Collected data
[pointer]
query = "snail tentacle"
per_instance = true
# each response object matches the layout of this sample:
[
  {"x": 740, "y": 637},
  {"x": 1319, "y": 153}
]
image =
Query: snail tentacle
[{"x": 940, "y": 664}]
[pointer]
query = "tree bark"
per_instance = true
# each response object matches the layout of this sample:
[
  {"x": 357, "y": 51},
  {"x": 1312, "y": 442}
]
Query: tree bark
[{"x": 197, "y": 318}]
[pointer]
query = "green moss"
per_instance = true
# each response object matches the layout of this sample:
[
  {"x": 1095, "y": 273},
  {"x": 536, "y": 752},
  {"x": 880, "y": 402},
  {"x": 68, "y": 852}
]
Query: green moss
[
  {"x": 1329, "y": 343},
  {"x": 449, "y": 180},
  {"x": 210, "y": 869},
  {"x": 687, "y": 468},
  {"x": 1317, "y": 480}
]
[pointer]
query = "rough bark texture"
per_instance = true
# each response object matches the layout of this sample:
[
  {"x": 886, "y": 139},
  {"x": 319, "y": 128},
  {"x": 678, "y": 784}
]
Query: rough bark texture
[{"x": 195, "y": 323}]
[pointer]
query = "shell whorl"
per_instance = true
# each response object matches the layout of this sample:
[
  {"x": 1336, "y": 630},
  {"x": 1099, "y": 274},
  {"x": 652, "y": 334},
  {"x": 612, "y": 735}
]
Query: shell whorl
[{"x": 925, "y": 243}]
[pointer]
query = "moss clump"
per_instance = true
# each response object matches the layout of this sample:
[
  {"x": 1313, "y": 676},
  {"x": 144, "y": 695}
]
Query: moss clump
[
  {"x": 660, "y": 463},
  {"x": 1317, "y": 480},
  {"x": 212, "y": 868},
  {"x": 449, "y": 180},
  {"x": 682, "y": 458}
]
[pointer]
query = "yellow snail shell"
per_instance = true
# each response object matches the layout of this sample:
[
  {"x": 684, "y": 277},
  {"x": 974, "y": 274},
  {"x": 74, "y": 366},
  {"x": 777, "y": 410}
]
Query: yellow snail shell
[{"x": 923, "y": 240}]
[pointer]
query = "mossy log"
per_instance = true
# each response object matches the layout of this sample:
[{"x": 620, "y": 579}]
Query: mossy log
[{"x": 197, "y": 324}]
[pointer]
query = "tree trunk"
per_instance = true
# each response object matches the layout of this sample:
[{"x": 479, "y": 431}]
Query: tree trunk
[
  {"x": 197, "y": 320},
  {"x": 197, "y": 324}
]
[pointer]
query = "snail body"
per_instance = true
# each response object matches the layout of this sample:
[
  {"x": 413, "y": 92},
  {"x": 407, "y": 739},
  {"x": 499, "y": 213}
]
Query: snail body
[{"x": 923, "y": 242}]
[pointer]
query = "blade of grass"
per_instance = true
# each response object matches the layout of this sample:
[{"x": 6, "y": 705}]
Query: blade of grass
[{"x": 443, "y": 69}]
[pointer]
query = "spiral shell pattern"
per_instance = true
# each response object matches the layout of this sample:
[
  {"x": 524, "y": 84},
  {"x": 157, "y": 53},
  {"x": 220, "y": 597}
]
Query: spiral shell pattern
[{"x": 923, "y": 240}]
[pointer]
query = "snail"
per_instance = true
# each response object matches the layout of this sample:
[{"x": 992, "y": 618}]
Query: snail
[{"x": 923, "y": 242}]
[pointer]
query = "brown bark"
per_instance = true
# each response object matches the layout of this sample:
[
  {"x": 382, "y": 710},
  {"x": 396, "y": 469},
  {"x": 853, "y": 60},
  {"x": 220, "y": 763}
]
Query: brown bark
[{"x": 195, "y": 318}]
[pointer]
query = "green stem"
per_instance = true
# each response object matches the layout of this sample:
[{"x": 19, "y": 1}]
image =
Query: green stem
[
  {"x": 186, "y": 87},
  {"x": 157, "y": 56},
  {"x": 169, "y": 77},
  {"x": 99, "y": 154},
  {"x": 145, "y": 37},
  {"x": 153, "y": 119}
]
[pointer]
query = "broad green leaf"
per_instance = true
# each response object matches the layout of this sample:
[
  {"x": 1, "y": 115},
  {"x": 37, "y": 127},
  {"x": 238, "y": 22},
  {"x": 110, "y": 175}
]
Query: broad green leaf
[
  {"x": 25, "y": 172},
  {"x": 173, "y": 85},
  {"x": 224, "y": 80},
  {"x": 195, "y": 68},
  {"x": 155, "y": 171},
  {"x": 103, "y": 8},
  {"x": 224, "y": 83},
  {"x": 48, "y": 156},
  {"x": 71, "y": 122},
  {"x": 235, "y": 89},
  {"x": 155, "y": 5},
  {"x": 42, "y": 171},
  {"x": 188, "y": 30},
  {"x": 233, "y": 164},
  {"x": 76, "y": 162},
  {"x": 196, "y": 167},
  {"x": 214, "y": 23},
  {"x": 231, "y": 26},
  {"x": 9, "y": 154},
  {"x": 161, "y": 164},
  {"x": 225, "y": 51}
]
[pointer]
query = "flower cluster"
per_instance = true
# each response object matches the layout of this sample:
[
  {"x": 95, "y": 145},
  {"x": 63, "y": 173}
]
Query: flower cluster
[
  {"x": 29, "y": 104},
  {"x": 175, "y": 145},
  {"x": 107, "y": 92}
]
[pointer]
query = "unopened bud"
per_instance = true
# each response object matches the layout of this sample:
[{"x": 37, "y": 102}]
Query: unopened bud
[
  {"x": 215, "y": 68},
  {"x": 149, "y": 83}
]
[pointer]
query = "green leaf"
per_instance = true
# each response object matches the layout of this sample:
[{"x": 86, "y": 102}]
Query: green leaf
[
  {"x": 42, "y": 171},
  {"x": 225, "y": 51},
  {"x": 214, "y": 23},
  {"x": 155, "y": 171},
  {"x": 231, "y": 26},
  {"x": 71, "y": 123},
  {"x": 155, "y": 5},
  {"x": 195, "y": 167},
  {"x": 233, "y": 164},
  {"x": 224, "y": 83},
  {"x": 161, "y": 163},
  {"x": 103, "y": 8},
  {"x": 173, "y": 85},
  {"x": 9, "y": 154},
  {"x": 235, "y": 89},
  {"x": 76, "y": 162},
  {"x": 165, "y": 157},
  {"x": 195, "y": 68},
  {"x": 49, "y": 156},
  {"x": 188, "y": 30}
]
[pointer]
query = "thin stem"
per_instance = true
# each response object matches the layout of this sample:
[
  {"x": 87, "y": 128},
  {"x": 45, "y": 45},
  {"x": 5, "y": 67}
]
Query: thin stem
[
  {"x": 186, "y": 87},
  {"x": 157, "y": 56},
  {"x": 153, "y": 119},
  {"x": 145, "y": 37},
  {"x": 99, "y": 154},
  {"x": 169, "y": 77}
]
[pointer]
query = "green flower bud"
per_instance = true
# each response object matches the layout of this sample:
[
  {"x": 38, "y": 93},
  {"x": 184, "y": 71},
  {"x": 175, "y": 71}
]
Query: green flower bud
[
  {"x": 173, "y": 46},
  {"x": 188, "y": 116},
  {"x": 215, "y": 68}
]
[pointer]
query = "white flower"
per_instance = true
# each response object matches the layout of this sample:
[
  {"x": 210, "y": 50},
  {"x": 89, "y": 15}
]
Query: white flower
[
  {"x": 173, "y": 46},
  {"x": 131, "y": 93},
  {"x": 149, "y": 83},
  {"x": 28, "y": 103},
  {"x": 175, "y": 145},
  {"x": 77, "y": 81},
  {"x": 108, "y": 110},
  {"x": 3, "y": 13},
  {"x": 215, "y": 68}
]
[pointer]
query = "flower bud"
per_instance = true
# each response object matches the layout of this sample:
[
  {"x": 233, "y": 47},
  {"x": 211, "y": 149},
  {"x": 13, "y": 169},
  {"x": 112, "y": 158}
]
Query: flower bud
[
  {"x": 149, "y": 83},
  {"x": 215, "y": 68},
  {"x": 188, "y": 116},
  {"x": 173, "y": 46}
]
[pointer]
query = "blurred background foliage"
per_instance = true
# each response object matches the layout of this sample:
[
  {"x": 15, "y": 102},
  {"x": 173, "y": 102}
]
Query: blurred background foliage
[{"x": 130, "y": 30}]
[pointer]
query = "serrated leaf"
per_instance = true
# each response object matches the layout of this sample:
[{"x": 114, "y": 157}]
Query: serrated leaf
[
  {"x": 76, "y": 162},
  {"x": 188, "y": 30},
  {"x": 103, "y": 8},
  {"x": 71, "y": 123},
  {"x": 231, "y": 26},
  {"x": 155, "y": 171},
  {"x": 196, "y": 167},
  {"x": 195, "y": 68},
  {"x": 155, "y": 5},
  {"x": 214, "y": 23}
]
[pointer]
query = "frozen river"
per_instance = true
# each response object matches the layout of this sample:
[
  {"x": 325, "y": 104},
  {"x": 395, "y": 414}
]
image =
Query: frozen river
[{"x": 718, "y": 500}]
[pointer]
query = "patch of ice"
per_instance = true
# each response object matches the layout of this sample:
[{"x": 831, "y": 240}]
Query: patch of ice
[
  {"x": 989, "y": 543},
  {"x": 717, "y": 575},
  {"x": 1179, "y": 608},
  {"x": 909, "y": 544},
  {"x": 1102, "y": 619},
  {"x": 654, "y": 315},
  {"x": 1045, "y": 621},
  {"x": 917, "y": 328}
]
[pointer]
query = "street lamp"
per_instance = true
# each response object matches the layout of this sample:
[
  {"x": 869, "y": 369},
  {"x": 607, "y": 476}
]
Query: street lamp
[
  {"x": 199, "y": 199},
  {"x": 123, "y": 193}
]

Work to complete -
Pull out each line of the data above that contains the string "flower" and copy it in full.

Answer to the task -
query = "flower cluster"
Query: flower cluster
query = "green flower bud"
Query: green flower bud
query = "white flower"
Query: white flower
query = "flower bud"
Query: flower bud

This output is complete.